TASK DIRECTIONS:
Continue the forum thread on Perl's data structures from the point where it stops.

PASSAGE PROVIDED:
++++++++++

And what is the expression (\5, \"apple" etc)? I don't understand what is \5 –  Cratylus Apr 10 '13 at 18:51
    
\ is the reference operator. \$foo returns a reference (pointer) to $foo. –  friedo Apr 10 '13 at 19:04
    
So in relation to your answer what does this: ($a)=@foo?.The first part is a list right?But how could we use this list? –  Cratylus Apr 10 '13 at 19:31

There are three different Basic data structures in Perl.

  • Hashes: These are key/value pairs.
  • Arrays: These are ordered values.
  • Scalars: This is a single value.

Hashes:

my %employee = (
    "A001" => "Albert",
    "A002" => "Bob",
    "B003" => "Gary",
);

print "$employee{A001}\n";   #Prints "Albert"
print "$employee{B003}\n";   #Prints "Gary"

++++++++++

PROVIDED MATERIAL:

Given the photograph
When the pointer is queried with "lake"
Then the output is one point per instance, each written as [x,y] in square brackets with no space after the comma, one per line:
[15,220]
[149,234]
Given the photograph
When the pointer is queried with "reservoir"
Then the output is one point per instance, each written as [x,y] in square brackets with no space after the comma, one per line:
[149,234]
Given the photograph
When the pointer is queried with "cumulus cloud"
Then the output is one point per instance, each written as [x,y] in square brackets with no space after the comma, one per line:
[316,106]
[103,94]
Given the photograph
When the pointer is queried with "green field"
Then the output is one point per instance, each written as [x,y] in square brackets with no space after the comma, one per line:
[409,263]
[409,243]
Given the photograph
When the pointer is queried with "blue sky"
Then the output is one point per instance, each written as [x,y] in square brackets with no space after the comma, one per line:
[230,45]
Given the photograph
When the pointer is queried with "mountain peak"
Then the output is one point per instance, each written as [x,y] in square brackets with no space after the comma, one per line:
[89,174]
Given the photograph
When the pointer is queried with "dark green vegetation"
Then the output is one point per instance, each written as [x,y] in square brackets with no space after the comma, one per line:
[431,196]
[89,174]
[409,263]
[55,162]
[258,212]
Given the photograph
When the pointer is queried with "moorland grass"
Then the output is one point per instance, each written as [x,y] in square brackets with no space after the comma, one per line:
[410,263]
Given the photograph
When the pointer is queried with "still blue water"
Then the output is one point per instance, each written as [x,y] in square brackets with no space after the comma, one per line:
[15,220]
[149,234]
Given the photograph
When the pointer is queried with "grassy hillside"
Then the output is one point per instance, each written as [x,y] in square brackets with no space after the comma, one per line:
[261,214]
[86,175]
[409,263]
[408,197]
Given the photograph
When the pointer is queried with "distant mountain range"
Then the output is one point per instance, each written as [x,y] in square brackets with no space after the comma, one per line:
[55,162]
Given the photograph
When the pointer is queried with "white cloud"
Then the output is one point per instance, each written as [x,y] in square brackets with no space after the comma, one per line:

++++++++++

RESPONSE FOR THIS EXERCISE:
Arrays:

my @fruit = ( "Apple", "Orange", "Banana" );
print "$fruit[0]\n";   #Prints "Apple"
print "$fruit[2]\n";   #Prints "Banana"

Scalars:

my $age = "None of your business";
print "You're $age years old\n";  #Prints "You're None of your business years old

A List is merely a list of items. For example, @fruit is an array. However, I set my array to equal a list containing the names of fruits.

Technically, a list is unchangeable while an array is a data structure that can be modified.

for my $color ( "red", "green", "blue" ) {
    print "$color is an item from my list\n";
}

In the above, my for loop advances through a list:

my @list = ( "red", "green", "blue" );
for my $color ( @list ) {
   print "$color is a member of my array\n";
}

The above is pretty much the same code, but now my for loop advances through an array.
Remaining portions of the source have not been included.